*** INFORMATION PROVIDED ***

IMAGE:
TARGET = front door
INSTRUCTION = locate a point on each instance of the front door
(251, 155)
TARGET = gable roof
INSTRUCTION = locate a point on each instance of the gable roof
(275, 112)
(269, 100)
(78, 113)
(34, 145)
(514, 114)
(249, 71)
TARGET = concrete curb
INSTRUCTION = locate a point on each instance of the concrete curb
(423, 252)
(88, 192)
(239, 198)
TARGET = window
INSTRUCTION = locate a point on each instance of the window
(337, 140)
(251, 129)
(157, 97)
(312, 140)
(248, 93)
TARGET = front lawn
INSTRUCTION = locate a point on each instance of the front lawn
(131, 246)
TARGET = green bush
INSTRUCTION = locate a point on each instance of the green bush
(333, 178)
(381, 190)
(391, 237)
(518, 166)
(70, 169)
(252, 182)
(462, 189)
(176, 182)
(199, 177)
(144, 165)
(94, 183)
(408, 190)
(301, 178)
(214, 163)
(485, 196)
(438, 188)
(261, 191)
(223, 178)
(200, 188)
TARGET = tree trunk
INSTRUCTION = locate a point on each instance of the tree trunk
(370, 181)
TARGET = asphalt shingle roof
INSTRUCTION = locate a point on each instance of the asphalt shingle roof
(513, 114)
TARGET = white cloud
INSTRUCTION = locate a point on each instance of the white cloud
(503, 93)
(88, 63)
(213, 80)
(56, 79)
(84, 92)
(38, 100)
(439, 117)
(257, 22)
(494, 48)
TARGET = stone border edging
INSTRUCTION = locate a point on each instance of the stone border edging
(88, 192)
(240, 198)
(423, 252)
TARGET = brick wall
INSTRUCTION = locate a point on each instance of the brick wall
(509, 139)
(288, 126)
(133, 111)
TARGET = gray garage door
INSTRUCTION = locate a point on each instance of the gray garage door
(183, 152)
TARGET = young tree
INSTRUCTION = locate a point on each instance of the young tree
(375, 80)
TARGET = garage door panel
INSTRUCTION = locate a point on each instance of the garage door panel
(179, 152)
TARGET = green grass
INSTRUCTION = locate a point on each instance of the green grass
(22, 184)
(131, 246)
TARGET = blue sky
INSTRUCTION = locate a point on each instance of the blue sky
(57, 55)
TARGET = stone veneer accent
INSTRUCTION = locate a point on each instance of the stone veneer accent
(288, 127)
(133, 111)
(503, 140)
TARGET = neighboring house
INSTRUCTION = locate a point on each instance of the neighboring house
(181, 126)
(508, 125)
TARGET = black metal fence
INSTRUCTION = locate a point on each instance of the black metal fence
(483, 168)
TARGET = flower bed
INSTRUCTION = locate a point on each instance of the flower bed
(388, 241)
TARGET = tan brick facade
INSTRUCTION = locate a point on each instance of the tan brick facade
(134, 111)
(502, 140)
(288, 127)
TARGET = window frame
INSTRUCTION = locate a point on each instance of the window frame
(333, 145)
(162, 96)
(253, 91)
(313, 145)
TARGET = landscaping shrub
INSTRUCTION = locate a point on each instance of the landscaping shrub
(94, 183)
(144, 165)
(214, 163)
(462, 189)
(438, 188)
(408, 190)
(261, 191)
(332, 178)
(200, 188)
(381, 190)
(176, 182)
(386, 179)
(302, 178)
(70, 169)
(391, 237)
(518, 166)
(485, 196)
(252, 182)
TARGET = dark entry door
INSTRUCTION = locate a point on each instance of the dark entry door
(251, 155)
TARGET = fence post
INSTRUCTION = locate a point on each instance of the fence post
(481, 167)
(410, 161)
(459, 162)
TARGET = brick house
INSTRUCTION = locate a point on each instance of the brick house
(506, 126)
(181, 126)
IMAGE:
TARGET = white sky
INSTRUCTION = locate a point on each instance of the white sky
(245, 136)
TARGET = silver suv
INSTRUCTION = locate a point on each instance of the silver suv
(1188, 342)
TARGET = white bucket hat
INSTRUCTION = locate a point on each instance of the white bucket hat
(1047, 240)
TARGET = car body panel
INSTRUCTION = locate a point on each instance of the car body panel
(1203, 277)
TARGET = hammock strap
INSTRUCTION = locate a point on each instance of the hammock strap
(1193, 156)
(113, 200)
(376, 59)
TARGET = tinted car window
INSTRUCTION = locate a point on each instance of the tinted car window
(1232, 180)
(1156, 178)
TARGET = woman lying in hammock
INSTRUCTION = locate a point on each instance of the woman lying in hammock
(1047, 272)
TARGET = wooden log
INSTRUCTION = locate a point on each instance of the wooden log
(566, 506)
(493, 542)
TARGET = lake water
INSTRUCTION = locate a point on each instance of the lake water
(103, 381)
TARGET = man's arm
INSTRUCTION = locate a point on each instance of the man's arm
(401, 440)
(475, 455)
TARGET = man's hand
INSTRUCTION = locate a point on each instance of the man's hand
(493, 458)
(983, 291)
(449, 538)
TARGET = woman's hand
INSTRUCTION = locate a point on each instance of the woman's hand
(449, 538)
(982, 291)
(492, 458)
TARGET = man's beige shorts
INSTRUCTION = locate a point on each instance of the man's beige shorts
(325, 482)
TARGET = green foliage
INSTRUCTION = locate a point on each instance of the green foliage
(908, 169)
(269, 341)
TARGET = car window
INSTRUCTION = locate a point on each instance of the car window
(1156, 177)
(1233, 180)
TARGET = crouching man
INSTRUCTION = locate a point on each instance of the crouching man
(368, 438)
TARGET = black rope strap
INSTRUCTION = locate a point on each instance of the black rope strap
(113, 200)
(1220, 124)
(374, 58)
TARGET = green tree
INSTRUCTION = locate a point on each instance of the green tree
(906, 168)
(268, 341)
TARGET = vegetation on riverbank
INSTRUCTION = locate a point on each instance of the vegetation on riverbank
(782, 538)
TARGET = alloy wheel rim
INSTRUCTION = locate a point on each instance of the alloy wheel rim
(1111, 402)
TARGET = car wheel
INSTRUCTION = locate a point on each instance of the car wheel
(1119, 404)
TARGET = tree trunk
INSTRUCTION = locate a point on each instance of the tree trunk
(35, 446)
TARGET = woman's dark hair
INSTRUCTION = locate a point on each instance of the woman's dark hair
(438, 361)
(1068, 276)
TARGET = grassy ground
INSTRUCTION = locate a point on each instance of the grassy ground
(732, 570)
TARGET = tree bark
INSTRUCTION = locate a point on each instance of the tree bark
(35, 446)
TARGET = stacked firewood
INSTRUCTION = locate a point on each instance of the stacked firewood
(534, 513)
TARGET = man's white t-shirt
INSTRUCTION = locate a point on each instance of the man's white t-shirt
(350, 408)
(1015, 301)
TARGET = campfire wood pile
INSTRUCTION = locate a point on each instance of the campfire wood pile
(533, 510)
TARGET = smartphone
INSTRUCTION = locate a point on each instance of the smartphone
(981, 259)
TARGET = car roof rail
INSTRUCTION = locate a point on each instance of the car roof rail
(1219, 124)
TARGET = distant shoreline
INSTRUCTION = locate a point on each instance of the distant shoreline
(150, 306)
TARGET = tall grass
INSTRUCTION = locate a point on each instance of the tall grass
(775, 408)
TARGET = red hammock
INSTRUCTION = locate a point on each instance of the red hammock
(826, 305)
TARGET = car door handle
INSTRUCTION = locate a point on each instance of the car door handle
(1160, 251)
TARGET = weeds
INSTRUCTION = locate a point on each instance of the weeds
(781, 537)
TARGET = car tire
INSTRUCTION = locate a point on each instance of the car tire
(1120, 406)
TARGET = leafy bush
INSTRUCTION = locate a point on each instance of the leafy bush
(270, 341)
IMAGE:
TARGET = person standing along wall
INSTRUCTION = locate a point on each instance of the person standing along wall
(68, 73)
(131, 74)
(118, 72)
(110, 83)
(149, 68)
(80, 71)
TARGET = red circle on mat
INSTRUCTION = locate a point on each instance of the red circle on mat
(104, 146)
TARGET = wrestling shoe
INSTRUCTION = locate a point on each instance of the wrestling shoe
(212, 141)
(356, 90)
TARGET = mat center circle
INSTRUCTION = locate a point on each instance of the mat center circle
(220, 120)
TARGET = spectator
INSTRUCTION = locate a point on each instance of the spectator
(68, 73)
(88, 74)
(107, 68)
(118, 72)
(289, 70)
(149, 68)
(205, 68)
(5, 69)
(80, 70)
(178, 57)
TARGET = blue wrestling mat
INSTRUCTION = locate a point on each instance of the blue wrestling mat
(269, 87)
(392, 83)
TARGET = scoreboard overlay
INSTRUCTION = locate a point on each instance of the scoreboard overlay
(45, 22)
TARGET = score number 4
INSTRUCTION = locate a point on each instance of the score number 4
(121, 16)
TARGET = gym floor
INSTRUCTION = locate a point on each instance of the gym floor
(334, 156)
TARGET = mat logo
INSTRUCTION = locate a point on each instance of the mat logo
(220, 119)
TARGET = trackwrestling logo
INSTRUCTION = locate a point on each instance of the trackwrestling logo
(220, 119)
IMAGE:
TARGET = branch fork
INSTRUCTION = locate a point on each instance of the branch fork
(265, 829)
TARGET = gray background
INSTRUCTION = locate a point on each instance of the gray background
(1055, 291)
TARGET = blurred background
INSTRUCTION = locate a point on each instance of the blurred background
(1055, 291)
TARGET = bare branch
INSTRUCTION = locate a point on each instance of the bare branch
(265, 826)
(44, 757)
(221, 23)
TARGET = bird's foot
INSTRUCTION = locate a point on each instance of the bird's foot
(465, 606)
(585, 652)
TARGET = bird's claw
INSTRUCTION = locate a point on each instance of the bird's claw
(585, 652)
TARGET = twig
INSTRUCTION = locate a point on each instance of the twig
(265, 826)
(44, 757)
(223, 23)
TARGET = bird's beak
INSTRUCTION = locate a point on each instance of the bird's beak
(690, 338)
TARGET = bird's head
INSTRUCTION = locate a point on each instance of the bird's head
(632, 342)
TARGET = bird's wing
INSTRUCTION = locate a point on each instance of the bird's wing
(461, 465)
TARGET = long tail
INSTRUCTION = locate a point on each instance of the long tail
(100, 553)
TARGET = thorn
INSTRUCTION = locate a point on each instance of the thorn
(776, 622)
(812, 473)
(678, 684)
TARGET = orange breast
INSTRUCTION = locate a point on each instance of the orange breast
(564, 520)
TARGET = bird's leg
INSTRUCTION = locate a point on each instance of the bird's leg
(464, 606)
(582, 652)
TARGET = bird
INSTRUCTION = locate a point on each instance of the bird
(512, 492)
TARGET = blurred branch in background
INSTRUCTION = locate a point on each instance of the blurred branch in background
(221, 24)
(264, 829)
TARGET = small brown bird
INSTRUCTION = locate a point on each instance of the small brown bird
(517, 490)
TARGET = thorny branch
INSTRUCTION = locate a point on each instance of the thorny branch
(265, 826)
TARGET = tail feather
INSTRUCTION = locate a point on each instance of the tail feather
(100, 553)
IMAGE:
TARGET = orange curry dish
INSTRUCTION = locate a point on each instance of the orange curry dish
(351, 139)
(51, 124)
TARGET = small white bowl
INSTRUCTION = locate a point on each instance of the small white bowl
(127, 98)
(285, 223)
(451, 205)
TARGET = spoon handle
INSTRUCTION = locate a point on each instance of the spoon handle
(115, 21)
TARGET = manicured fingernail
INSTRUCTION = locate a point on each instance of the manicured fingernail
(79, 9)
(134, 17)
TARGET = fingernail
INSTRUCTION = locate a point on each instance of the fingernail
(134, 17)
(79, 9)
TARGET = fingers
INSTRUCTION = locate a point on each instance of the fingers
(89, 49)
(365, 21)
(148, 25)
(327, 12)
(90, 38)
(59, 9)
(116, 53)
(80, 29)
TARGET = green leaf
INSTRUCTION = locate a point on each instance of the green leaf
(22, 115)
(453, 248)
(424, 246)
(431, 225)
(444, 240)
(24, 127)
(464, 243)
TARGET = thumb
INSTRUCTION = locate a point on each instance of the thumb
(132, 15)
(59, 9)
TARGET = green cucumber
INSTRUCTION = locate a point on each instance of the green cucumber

*** End of INFORMATION PROVIDED ***

#### [WHAT YOU ARE ASKED TO DO]
Starting at the first line of the entries above, please extract each line up to and including the line with "TARGET = white cloud", unchanged, and add nothing.

#### [ANSWER SPACE]
IMAGE:
TARGET = front door
INSTRUCTION = locate a point on each instance of the front door
(251, 155)
TARGET = gable roof
INSTRUCTION = locate a point on each instance of the gable roof
(275, 112)
(269, 100)
(78, 113)
(34, 145)
(514, 114)
(249, 71)
TARGET = concrete curb
INSTRUCTION = locate a point on each instance of the concrete curb
(423, 252)
(88, 192)
(239, 198)
TARGET = window
INSTRUCTION = locate a point on each instance of the window
(337, 140)
(251, 129)
(157, 97)
(312, 140)
(248, 93)
TARGET = front lawn
INSTRUCTION = locate a point on each instance of the front lawn
(131, 246)
TARGET = green bush
INSTRUCTION = locate a point on each instance of the green bush
(333, 178)
(381, 190)
(391, 237)
(518, 166)
(70, 169)
(252, 182)
(462, 189)
(176, 182)
(199, 177)
(144, 165)
(94, 183)
(408, 190)
(301, 178)
(214, 163)
(485, 196)
(438, 188)
(261, 191)
(223, 178)
(200, 188)
TARGET = tree trunk
INSTRUCTION = locate a point on each instance of the tree trunk
(370, 181)
TARGET = asphalt shingle roof
INSTRUCTION = locate a point on each instance of the asphalt shingle roof
(513, 114)
TARGET = white cloud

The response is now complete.